▶ **TRY IT**:
Take the entries below and give them back exactly. Leave out nothing.

▶ **RECORD EXCERPTS**:

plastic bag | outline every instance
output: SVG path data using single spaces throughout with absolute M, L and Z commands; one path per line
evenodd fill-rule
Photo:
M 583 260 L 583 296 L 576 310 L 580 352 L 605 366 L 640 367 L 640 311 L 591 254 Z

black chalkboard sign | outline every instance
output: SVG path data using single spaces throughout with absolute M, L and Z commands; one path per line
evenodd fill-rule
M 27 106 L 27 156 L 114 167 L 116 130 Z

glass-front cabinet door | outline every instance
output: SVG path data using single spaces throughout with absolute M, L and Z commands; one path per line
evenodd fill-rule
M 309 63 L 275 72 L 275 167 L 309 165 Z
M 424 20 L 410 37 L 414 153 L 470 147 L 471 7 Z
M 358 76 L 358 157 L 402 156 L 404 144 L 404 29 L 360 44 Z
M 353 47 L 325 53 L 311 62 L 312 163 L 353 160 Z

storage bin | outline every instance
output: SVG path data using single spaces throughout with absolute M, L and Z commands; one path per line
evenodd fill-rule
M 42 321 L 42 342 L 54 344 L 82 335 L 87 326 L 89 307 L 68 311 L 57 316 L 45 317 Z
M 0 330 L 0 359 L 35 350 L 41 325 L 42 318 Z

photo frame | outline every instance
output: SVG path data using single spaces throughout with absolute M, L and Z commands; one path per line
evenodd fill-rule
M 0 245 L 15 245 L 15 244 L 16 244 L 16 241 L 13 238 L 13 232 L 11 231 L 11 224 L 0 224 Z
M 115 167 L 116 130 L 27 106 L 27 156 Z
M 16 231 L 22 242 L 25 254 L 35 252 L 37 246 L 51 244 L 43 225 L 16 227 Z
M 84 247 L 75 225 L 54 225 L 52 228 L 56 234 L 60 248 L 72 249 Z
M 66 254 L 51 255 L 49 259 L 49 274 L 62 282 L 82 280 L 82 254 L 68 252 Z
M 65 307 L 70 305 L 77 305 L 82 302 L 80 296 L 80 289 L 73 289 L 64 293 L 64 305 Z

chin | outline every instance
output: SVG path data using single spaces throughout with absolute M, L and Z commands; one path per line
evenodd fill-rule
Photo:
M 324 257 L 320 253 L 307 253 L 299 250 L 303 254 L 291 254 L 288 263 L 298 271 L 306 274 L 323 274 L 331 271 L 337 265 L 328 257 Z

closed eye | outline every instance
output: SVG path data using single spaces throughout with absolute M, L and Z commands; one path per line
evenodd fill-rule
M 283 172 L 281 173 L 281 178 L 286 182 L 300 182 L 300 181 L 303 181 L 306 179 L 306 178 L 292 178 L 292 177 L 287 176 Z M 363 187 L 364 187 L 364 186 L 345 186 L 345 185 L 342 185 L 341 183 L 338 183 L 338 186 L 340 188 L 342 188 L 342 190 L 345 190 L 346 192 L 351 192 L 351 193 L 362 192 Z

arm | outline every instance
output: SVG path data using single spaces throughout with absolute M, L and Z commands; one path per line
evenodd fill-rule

▶ **REPLY**:
plastic bag | outline every instance
output: SVG path data using single spaces throughout with absolute M, L and Z commands; one path per line
evenodd fill-rule
Photo:
M 583 260 L 583 296 L 576 310 L 580 352 L 605 366 L 640 367 L 640 311 L 591 254 Z

black chalkboard sign | outline every instance
output: SVG path data using single spaces throughout with absolute M, L and Z commands; one path per line
evenodd fill-rule
M 27 106 L 27 156 L 114 167 L 116 130 Z

glass-front cabinet door | outline every instance
output: SVG path data using single spaces throughout with absolute M, L and Z commands; one path per line
evenodd fill-rule
M 309 63 L 275 72 L 275 167 L 309 165 Z
M 424 20 L 410 37 L 414 153 L 470 147 L 471 7 Z
M 358 76 L 358 157 L 402 156 L 404 144 L 404 29 L 360 44 Z
M 353 47 L 325 53 L 311 62 L 312 163 L 353 160 Z

storage bin | outline every instance
output: SVG path data using single spaces throughout with absolute M, L and Z commands; one path per line
evenodd fill-rule
M 42 321 L 42 342 L 54 344 L 82 335 L 87 326 L 89 307 L 68 311 L 57 316 L 45 317 Z
M 0 330 L 0 359 L 35 350 L 41 325 L 42 318 Z

photo frame | outline every instance
output: SVG path data using single spaces throughout with absolute M, L and Z commands; one path per line
evenodd fill-rule
M 0 245 L 15 245 L 15 244 L 16 244 L 16 241 L 13 238 L 13 232 L 11 231 L 11 224 L 0 224 Z
M 115 167 L 116 130 L 27 106 L 27 156 Z
M 16 231 L 22 242 L 25 254 L 35 252 L 37 246 L 51 244 L 43 225 L 16 227 Z
M 84 247 L 75 225 L 54 225 L 52 228 L 56 234 L 60 248 L 72 249 Z
M 66 254 L 51 255 L 49 259 L 49 274 L 62 282 L 82 280 L 82 254 L 68 252 Z
M 65 307 L 70 305 L 77 305 L 82 302 L 80 296 L 80 289 L 73 289 L 64 293 L 64 305 Z

chin | outline every instance
output: SVG path data using single spaces throughout with absolute M, L and Z commands; one path per line
evenodd fill-rule
Photo:
M 324 257 L 320 253 L 307 253 L 299 250 L 303 254 L 291 254 L 288 263 L 298 271 L 306 274 L 323 274 L 331 271 L 337 265 L 328 257 Z

closed eye | outline every instance
output: SVG path data using single spaces throughout with absolute M, L and Z commands; one path per line
evenodd fill-rule
M 283 172 L 281 173 L 281 178 L 286 182 L 300 182 L 300 181 L 303 181 L 306 179 L 306 178 L 292 178 L 292 177 L 287 176 Z M 363 187 L 364 187 L 364 186 L 345 186 L 345 185 L 342 185 L 341 183 L 338 183 L 338 186 L 340 188 L 342 188 L 342 190 L 345 190 L 346 192 L 351 192 L 351 193 L 362 192 Z

arm | outline every instance
output: SVG path data using single spaces throughout with absolute M, L and Z commands; one path per line
evenodd fill-rule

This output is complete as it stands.